« Les missionnaires parlent du vaste empire de la Chine comme d’un gouvernement admirable qui mêle ensemble dans son principe la crainte, l’honneur et la vertu ». Un rythme ternaire façonnant l’Empire du Milieu est décelé dès 1748 par Montesquieu dans «De L’Empire de Chine » tiré de De L’Esprit des lois. L’appréhension de la Chine se faisait, déjà, sous le prisme de son gouvernement. Est-ce la crainte qui l’emporte sur les trois principes brossés par Montesquieu ? Après le pouvoir de la presse, la technologie ne deviendrait-elle pas le cinquième pouvoir ?
Si les applications, made in China, se hissent au sommet en dépassant parfois le chiffre d’affaires des géants américains, c’est bien parce que les dirigeants chinois s’en sont emparés. La prise de conscience des politiques est précoce. Aussi, le marché chinois est bien plus mature que le reste du monde car la convergence des télécoms en Chine est, en effet, déjà très avancée comme l’a compris Harold Parisot, fondateur du Chinese Business Club. Yannick Bolloré, CEO d’Havas Group qui a lancé Havas China Desk, explique ainsi que « le marché chinois est l’un des marchés affichant la croissance la plus rapide au monde et il se place désormais à la deuxième position en termes de dépenses publicitaires » Si la « muraille » d’Internet a fait couler beaucoup d’encre, elle a permis l’émergence d’applications hybrides dont nous n’avons absolument pas conscience en Europe. Vie privée et publique, culture ou encore sport, elles s’immiscent dans nombre d’univers tout en devenant indispensables, d’Alipay qui permet de payer en toute simplicité à Taobao, seul véritable concurrent d’Amazon.

• [EXTRAIT DE DONNÉES]:

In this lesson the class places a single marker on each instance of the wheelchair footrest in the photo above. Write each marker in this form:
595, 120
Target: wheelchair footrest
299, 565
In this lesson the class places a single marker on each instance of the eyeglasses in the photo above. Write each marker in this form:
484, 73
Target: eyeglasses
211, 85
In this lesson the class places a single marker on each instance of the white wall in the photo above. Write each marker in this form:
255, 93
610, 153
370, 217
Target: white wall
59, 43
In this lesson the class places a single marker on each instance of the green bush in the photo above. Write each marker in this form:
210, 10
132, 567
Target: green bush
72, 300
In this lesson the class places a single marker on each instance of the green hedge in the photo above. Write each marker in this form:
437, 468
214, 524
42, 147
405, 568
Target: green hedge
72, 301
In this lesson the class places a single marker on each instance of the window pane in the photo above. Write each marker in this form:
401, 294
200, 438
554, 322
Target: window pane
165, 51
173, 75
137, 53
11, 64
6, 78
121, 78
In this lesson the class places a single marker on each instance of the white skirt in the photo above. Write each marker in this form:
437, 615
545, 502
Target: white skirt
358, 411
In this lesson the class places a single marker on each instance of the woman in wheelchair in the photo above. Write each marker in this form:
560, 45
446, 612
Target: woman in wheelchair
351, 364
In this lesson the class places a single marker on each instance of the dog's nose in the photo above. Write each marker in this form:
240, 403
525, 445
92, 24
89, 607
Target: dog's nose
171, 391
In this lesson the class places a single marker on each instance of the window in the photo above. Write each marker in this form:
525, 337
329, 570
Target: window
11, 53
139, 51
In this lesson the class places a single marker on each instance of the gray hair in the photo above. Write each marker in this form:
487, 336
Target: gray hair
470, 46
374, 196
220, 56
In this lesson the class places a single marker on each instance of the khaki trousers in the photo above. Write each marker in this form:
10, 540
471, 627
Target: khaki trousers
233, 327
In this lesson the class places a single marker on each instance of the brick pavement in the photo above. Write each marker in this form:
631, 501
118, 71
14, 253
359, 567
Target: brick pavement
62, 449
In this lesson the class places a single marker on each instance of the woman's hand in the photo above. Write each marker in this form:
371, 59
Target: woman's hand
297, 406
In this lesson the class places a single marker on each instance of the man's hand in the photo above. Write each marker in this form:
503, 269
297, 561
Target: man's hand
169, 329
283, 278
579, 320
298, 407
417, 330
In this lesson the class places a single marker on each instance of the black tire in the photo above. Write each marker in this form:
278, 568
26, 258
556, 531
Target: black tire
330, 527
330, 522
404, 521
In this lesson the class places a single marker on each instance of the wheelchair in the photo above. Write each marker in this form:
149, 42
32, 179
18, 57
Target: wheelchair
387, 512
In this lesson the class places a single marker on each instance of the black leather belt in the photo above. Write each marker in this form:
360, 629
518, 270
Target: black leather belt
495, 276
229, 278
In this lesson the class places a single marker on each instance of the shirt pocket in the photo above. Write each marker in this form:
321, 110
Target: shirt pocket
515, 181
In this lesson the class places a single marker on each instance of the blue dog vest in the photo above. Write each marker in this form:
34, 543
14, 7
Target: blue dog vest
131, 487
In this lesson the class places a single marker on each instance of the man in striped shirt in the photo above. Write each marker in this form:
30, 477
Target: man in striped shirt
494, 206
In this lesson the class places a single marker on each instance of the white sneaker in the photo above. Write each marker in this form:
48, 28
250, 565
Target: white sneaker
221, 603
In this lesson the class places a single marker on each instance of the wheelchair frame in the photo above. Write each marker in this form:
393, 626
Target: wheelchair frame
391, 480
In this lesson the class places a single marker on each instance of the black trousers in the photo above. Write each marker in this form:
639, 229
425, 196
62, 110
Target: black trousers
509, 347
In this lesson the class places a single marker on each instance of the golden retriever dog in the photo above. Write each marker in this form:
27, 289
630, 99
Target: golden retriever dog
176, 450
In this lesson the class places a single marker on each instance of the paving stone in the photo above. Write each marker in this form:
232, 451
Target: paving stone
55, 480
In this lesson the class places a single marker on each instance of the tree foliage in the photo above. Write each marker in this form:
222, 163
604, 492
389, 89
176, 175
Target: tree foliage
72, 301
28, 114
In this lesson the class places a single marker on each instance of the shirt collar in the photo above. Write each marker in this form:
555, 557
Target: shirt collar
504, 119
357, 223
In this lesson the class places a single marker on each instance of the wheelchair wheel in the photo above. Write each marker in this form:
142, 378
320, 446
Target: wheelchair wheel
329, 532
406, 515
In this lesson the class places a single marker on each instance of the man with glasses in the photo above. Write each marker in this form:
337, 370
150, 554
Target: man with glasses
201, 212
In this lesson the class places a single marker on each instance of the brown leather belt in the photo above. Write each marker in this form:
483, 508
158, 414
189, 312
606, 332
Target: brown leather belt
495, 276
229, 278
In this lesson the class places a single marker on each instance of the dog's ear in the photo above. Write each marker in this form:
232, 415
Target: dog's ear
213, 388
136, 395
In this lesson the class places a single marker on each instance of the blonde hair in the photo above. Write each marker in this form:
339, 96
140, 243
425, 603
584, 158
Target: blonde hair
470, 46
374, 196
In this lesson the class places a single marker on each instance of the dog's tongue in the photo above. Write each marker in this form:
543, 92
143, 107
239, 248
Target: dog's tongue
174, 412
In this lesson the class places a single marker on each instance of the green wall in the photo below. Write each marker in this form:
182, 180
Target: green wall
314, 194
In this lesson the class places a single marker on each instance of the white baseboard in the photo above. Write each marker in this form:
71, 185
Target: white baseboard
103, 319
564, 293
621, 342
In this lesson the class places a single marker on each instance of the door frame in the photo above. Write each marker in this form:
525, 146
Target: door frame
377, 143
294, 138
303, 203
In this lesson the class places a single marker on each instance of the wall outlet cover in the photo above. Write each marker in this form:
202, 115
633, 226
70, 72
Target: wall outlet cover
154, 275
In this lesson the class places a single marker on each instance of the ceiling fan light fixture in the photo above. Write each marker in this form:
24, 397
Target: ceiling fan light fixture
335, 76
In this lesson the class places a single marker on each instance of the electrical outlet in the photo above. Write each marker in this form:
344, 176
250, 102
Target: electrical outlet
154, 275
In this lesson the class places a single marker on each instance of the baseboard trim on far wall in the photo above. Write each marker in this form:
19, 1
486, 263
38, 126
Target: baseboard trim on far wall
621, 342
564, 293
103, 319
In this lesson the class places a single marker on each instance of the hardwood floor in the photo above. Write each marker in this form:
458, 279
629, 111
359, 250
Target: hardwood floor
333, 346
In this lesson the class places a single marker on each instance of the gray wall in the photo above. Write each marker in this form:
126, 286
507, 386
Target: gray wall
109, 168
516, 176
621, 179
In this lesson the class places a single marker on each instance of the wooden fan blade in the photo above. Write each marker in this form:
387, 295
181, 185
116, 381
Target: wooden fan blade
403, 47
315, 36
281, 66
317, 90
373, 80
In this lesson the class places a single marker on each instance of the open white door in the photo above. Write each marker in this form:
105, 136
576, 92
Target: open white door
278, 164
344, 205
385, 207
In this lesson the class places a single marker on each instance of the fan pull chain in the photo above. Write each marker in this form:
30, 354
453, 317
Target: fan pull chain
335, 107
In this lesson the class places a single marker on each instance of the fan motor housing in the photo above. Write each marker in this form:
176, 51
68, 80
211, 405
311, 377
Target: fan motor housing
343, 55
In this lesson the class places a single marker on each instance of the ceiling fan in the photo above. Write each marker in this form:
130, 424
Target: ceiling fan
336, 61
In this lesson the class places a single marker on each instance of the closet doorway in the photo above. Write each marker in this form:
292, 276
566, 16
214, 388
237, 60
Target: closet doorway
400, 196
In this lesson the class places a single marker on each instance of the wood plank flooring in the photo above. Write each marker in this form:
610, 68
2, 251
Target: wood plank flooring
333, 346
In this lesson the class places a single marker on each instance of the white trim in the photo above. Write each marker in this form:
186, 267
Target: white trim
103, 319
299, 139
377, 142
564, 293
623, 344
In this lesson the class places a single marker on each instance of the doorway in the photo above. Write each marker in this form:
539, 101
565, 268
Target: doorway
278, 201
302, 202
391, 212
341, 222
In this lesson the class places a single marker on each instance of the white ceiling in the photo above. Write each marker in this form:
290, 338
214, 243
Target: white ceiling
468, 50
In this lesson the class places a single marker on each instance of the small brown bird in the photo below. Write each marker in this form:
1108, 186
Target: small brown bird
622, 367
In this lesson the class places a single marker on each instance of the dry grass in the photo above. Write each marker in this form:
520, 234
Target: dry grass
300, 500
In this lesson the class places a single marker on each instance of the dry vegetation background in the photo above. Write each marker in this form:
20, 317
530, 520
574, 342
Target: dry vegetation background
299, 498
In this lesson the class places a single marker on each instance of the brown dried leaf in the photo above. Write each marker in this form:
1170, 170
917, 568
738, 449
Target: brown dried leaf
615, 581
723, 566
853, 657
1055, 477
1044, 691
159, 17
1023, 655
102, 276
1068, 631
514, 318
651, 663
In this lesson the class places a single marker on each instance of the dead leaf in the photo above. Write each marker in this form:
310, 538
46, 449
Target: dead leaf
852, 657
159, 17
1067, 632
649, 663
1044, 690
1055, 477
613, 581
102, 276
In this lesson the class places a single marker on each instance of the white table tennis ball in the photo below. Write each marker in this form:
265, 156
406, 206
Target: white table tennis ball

• [SÉRIE DE CONSIGNES]:
• a. Rassemblez toutes les lignes du listing qui contiennent la chaîne « table » et recopiez-les sans les modifier.
• b. Poursuivez le texte sur la Chine et ses applications numériques à partir de sa dernière phrase.

• [RÉPONSES PAR CONSIGNE]:
• a.
In this lesson the class places a single marker on each instance of the white table tennis ball in the photo below. Write each marker in this form:
Target: white table tennis ball

• b.
Un air de Sillicon Valley aux accents chinois.
Dans la technopole de中关村, Zhongguancun, située à Pékin, les caméras sont en nombre. Totems du paysage urbain, ces caméras captent les individus qui commettent une infraction. La photographie de ces derniers est alors projetée sur un écran géant accompagnée de l’heure de ladite infraction. Une démarche foucaldienne : surveiller et punir instantanément.
Des nominations et des prix aux Emmy Awards, la série d’anticipation Black Mirror dévoile et révèle la place que nous donnons aux écrans avec des scénarii des plus brillants. La Chine pourrait être l’un des scénaristes de la série britannique diffusée sur Netflix. Le système de notation a fait, on se souvient, beaucoup parler de lui. Un système qui se déploie à l’image des points de civilité façonnés par WeChat, l’application omnipotente. Ce levier du quotidien permet de communiquer, d’investir en bourse, de payer l’eau et l’électricité et même de recharger sa ligne téléphonique. Il propose, en fait, plus d’un million de mini-programmes.
Le gouvernement chinois se fonde aussi sur cette application pour mettre en place un système de points qui permet de « noter » les citoyens.
On relève le jeu de mots avec le nom de l’application WeChat 微信 – micro message – en chinois et 威信 – confiance populaire -. Exactement la même prononciation et exactement les mêmes tons…. de quoi se laisser tromper. Apres avoir perdu trop de points, le citoyen ne peut plus voyager ou effectuer une demande de prêt à une banque.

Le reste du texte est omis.